CSRF , its mechanism and why do we need block disable csrf in REST API Security.

 CSRF (Cross-Site Request Forgery)

A browser-based attack where a malicious site tricks a user’s browser into sending a request (with cookies automatically attached) to your application.


When CSRF is enabled (default in Spring Security)

  • Spring expects a CSRF token on every state-changing request (POST, PUT, DELETE).
  • Token is generated server-side and must be sent back (header/form field).
  • Protects against attacks that rely on browser + cookies.

Meaning:
Only requests coming from your legitimate frontend (which has the token) are accepted.


What “disable CSRF” means

http.csrf().disable();
  • Spring stops validating CSRF tokens.
  • Any request is accepted without CSRF token verification.

Impact:

  • You lose protection against browser-based CSRF attacks.
  • But only matters if your app uses cookies/session authentication.

Why it’s commonly disabled in REST APIs

Because REST APIs typically:

  • Are stateless
  • Use Authorization headers (JWT/Bearer tokens) instead of cookies

Key point:

CSRF attack depends on:

  • Browser automatically sending cookies

If you use:

Authorization: Bearer <token>
  • Browser does NOT auto-attach this → attacker cannot forge it
    → CSRF risk is effectively not applicable

When you SHOULD NOT disable CSRF

Keep CSRF enabled if:

  • You use session-based login (JSESSIONID cookie)

(Record list):
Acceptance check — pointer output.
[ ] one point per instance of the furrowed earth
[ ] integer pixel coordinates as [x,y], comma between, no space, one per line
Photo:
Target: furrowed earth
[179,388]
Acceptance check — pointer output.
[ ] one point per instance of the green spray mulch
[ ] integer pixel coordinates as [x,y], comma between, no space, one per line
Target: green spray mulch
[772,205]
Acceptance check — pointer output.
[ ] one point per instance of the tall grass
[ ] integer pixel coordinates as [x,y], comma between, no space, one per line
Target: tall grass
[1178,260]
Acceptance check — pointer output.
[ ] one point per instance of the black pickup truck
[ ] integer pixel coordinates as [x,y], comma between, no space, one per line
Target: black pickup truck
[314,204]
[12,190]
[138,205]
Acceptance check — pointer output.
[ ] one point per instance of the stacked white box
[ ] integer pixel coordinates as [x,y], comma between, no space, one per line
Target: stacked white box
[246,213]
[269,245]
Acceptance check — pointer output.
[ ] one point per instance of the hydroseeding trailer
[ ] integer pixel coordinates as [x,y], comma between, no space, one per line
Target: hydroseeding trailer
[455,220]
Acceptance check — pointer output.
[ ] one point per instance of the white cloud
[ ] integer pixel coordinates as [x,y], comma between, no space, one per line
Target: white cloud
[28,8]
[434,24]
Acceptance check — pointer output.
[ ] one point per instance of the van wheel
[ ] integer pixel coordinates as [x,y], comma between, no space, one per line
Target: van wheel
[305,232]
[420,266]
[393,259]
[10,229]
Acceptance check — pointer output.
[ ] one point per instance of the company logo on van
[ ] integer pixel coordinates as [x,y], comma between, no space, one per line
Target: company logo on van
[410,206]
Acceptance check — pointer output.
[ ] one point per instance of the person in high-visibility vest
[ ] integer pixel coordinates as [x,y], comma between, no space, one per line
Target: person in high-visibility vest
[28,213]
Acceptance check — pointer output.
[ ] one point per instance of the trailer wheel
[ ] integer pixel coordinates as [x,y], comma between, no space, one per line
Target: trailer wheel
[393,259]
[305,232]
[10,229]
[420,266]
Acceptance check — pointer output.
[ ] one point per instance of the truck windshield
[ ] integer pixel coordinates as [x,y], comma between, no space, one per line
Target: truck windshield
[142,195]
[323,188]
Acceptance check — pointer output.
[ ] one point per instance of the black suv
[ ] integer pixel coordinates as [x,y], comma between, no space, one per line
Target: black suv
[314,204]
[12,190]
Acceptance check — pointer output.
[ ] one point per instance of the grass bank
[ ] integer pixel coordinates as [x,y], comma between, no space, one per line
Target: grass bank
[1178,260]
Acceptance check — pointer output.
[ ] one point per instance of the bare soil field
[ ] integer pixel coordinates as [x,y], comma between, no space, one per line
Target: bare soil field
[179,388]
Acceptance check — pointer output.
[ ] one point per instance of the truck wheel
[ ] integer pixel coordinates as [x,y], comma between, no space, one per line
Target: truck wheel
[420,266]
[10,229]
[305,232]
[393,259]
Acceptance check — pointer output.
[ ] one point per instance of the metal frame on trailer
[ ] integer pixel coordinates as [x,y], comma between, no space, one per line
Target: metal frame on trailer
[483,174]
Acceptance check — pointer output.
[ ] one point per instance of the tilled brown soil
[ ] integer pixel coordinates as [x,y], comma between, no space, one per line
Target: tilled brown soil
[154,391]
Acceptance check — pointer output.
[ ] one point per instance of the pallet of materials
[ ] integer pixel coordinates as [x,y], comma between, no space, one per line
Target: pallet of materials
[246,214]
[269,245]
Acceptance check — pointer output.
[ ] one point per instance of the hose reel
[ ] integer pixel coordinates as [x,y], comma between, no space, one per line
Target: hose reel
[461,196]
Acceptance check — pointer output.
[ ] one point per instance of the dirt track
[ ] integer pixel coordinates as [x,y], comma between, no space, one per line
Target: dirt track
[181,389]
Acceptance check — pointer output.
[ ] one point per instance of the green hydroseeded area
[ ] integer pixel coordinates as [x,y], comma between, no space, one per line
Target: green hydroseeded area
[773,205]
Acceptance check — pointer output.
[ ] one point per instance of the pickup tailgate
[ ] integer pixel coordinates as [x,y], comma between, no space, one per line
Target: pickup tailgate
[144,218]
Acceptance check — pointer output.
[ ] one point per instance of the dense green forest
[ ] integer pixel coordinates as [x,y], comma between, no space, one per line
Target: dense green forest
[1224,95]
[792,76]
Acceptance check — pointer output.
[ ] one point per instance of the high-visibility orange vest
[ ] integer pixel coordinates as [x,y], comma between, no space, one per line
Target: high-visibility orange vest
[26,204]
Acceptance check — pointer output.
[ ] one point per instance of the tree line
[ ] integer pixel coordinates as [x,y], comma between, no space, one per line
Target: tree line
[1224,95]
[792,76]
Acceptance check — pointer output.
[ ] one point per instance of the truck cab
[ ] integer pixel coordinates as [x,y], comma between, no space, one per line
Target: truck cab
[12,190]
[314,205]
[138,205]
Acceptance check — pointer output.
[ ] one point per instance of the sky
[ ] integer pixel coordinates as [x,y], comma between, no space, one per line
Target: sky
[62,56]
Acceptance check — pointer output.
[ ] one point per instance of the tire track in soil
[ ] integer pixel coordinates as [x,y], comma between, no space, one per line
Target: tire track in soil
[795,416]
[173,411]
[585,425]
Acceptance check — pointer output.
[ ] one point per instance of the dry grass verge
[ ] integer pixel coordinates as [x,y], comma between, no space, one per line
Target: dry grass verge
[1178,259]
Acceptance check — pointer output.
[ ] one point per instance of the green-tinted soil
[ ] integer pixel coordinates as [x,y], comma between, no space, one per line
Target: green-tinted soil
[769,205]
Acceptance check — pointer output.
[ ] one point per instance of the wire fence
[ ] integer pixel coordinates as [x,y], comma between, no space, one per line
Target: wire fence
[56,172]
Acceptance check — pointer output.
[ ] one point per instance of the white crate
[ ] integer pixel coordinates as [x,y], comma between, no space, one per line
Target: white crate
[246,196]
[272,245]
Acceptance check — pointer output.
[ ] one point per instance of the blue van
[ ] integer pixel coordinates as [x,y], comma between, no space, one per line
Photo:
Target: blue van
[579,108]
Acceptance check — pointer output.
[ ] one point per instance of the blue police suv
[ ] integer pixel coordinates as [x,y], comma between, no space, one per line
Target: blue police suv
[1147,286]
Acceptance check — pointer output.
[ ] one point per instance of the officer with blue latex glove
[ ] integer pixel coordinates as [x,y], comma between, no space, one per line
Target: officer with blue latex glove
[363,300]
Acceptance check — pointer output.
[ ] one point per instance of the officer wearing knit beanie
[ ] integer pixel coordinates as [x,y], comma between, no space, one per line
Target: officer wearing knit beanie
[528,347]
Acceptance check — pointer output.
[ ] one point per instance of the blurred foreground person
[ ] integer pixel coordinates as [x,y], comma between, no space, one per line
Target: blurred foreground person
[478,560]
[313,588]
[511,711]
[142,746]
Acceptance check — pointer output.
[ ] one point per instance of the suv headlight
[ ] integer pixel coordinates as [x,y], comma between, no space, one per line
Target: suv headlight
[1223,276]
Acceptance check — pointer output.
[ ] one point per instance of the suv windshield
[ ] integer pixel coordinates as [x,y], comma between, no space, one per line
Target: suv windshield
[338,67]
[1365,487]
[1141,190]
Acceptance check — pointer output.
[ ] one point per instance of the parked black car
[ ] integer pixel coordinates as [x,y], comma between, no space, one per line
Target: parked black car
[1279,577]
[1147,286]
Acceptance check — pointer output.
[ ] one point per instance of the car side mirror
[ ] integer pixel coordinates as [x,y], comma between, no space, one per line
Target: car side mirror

(Job): Print the CSRF notes above in full, word for word.

(Response to this task):
CSRF , its mechanism and why do we need block disable csrf in REST API Security.

 CSRF (Cross-Site Request Forgery)

A browser-based attack where a malicious site tricks a user’s browser into sending a request (with cookies automatically attached) to your application.


When CSRF is enabled (default in Spring Security)

  • Spring expects a CSRF token on every state-changing request (POST, PUT, DELETE).
  • Token is generated server-side and must be sent back (header/form field).
  • Protects against attacks that rely on browser + cookies.

Meaning:
Only requests coming from your legitimate frontend (which has the token) are accepted.


What “disable CSRF” means

http.csrf().disable();
  • Spring stops validating CSRF tokens.
  • Any request is accepted without CSRF token verification.

Impact:

  • You lose protection against browser-based CSRF attacks.
  • But only matters if your app uses cookies/session authentication.

Why it’s commonly disabled in REST APIs

Because REST APIs typically:

  • Are stateless
  • Use Authorization headers (JWT/Bearer tokens) instead of cookies

Key point:

CSRF attack depends on:

  • Browser automatically sending cookies

If you use:

Authorization: Bearer <token>
  • Browser does NOT auto-attach this → attacker cannot forge it
    → CSRF risk is effectively not applicable

When you SHOULD NOT disable CSRF

Keep CSRF enabled if:

  • You use session-based login (JSESSIONID cookie)